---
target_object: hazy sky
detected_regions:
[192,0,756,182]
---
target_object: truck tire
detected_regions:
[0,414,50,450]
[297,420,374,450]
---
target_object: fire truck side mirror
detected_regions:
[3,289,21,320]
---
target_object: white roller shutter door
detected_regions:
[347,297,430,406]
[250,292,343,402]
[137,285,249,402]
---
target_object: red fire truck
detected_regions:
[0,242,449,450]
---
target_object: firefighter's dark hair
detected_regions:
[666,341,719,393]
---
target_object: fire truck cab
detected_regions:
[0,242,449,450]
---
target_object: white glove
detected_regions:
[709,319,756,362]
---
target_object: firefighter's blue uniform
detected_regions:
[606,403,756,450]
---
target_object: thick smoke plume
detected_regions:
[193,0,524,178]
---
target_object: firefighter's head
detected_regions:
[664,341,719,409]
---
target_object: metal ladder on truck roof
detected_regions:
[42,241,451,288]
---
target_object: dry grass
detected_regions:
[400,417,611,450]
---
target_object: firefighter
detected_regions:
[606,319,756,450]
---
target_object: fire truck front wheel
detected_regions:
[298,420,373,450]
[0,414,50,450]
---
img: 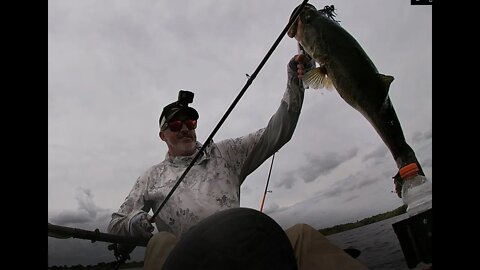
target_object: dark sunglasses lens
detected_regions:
[168,121,183,132]
[184,120,197,130]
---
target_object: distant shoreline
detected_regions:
[318,205,407,236]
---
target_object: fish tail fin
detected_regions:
[377,73,395,93]
[303,66,333,90]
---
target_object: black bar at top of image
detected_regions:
[410,0,433,5]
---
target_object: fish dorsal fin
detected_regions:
[303,66,333,90]
[377,73,394,93]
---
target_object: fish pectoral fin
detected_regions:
[377,73,394,93]
[303,66,333,90]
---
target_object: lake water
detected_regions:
[124,214,432,270]
[327,214,432,270]
[49,214,432,270]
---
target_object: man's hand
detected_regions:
[130,212,154,239]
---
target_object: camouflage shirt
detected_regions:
[108,61,304,237]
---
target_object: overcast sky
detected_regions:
[48,0,432,265]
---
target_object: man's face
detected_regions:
[160,115,197,157]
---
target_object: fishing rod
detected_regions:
[149,0,308,223]
[48,223,148,247]
[260,154,275,212]
[48,223,149,269]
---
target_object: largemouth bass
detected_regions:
[288,4,425,198]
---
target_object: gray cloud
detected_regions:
[275,148,358,189]
[50,188,106,226]
[362,144,389,165]
[412,129,432,143]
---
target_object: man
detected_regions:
[108,55,365,269]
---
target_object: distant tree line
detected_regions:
[318,205,407,235]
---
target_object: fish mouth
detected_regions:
[287,4,317,38]
[287,18,298,38]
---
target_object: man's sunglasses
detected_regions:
[164,119,197,132]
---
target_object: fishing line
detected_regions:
[149,0,308,222]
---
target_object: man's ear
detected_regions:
[158,130,165,141]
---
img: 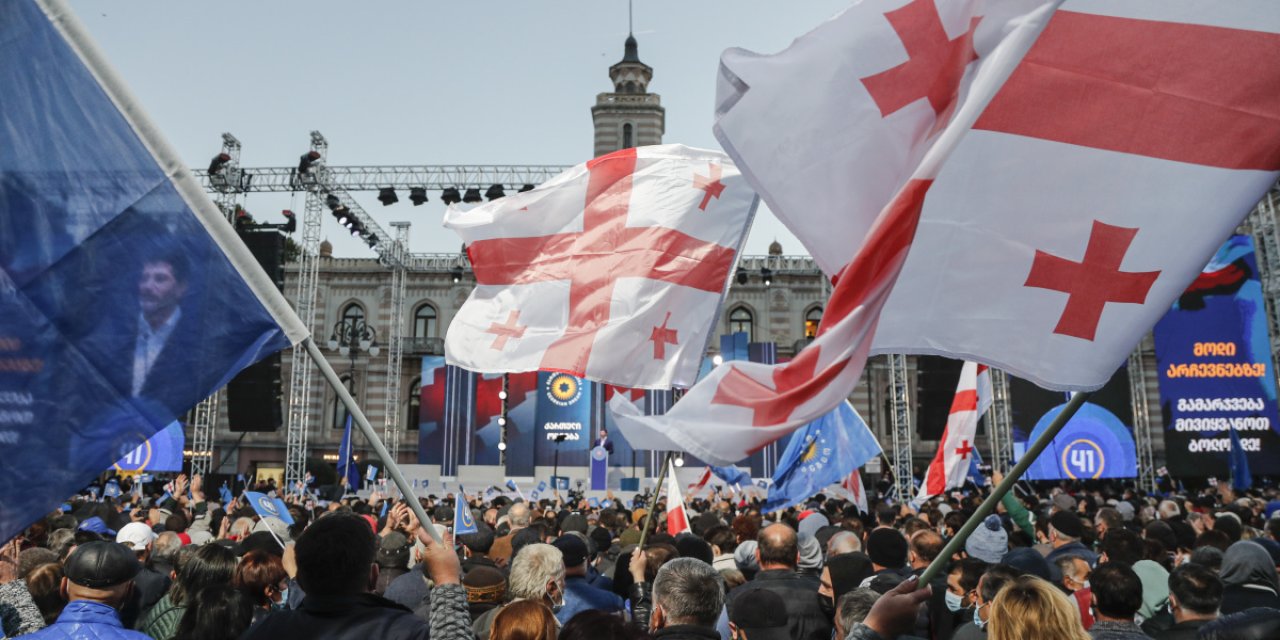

•••

Return every line of the records that contains the string "white". Case counts, so capitals and lowercase letters must match.

target_object: white roller shutter door
target_object: white glove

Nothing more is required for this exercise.